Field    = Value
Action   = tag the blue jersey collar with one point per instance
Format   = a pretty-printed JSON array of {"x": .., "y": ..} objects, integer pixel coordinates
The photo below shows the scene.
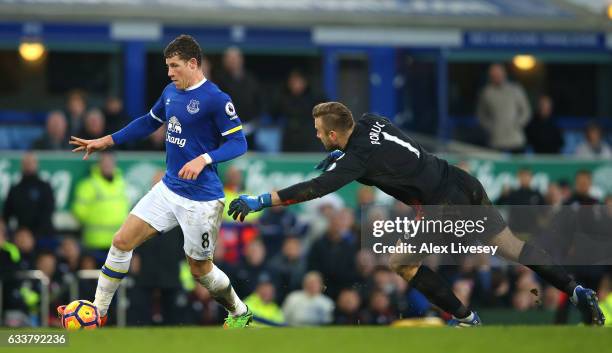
[{"x": 191, "y": 88}]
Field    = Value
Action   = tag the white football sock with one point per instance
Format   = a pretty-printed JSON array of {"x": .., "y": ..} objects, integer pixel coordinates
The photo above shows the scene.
[
  {"x": 220, "y": 288},
  {"x": 115, "y": 268}
]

----

• WORK TO COMPLETE:
From first line to last, return the records verbatim without their pictures.

• ANSWER:
Field    = Value
Action   = tag the blue jersey collar with one point per instance
Format   = a pretty-printed JSON array of {"x": .., "y": ..} objects, integer pixel coordinates
The photo below shows the scene.
[{"x": 191, "y": 88}]
Field    = Value
Action   = tag the white football sock with one point per instance
Format   = a pretty-printed JSON array of {"x": .., "y": ..} objects, integer pixel coordinates
The photo above shows the scene.
[
  {"x": 220, "y": 288},
  {"x": 115, "y": 268}
]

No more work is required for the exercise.